### Record excerpts ###
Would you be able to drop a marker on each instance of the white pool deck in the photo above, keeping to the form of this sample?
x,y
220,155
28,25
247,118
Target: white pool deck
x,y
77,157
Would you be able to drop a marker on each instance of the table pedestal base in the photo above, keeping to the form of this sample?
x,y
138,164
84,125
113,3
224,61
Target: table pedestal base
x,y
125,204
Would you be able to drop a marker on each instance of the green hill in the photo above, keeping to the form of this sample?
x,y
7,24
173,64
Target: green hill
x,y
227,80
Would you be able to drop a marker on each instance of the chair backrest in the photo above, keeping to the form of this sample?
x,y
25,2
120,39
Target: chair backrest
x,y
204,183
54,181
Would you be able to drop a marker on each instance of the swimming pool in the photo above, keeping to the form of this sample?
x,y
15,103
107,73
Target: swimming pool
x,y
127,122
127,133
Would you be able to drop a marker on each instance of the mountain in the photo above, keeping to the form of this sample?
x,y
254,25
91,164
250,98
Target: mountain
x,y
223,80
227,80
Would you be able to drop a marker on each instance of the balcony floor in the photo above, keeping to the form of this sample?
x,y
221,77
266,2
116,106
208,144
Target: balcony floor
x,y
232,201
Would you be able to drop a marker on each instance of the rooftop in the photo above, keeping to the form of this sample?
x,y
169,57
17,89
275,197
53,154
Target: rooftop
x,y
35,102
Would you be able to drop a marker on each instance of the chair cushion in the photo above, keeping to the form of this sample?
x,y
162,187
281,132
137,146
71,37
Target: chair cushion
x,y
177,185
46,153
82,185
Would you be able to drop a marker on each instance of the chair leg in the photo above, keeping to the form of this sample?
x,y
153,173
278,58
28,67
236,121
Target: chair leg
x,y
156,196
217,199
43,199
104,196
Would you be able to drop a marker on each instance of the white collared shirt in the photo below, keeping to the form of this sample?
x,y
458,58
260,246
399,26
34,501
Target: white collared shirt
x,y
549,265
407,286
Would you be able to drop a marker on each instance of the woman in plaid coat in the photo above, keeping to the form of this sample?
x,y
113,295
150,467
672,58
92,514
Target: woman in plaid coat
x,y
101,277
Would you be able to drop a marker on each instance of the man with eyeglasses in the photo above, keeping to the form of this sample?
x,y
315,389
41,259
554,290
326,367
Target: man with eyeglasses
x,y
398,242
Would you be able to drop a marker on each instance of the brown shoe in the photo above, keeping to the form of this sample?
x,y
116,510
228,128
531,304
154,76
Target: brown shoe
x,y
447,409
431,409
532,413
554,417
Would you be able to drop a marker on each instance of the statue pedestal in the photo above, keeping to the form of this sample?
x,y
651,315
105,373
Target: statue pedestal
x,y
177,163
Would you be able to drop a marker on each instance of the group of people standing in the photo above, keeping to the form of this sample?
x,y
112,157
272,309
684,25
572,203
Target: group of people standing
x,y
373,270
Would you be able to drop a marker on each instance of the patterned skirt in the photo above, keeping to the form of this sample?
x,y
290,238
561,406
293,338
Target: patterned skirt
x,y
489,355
###
» What you are asked to do: Reproduce the lines beginning with the one containing "of the patterned" and running through the last of the rows, swapping "patterned skirt" for "striped skirt" and leaving everything else unchanged.

» Result:
Would you be able to drop a marker on each instance of the striped skirt in the photo above, keeping to the form of this sample?
x,y
290,238
561,406
293,338
Target: striped skirt
x,y
489,355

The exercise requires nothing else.